:: Document extract ::
## start

Professor Finn Giuliani
Caloric cooling exploits materials engineered to change the temperature in response to an applied external field. This applied external field could include materials that respond to magnets, electricity or stress. These materials can be functionalised into devices, which can be integrated into solid-state cooling systems that are energy-efficiency and free from refrigerant gases.
Within the field of caloric cooling, the magnetic approach has two unique advantages: the driving area is derived from a compact permanent magnet (requiring no input power) and almost as a consequence, unused work within each cooling cycle can be readily recovered with nearly perfect efficiency. These two advantages mean magnetic cooling can be very energy efficient. However, to practically realise these advantages, the materials must be produced in very thin defect-free slices. Professor Giuliani will investigate how these can be produced as quickly and efficiently as possible.

## end

:: Information provided ::
## start

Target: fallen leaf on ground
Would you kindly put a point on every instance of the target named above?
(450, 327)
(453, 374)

## end

:: Set problem 1 ::
In the passage on caloric cooling, what form must the materials take for the advantages of magnetic cooling to be realized in practice?
:: Set problem 2 ::
Write what comes next in the passage on caloric cooling, picking up after its final sentence.
Nothing in the listing is needed here.

:: Final result 1 ::
They must be produced in very thin, defect-free slices.

:: Final result 2 ::
Dr Peter Petrov
Led by Cranfield University, the SAUNA project investigates the Water vapour corrosion of metallic and ceramic components in hydrogen-fuelled engines. It is estimated that hydrogen combustion in an aerospace gas turbine would produce about 2.6 times more water vapour than kerosene fuel. This increased water vapour can lead to unexpected corrosion mechanisms compared to conventional fuels. Consequently, different, more corrosion-resistant materials might have to be used in future engine designs.
Currently, a testing capability to cover temperature and water vapour ranges required by automotive and aerospace industries has yet to exist in the UK. Imperial College London will partner with Cranfield to characterise the chemistry and microstructure of the corrosion products developed after the water vapour corrosion experiments.
Professor Koon-Yang Lee
The recycling of flexible plastic packaging is still a challenge. Existing materials and plastics recovery facilities still need to be equipped to handle flexible plastics. In addition, many flexible plastics manufactured today consist of multiple distinct plastic layers, which makes recycling difficult. Consequently, flexible plastic packaging waste will always end up in landfill or leak into the environment.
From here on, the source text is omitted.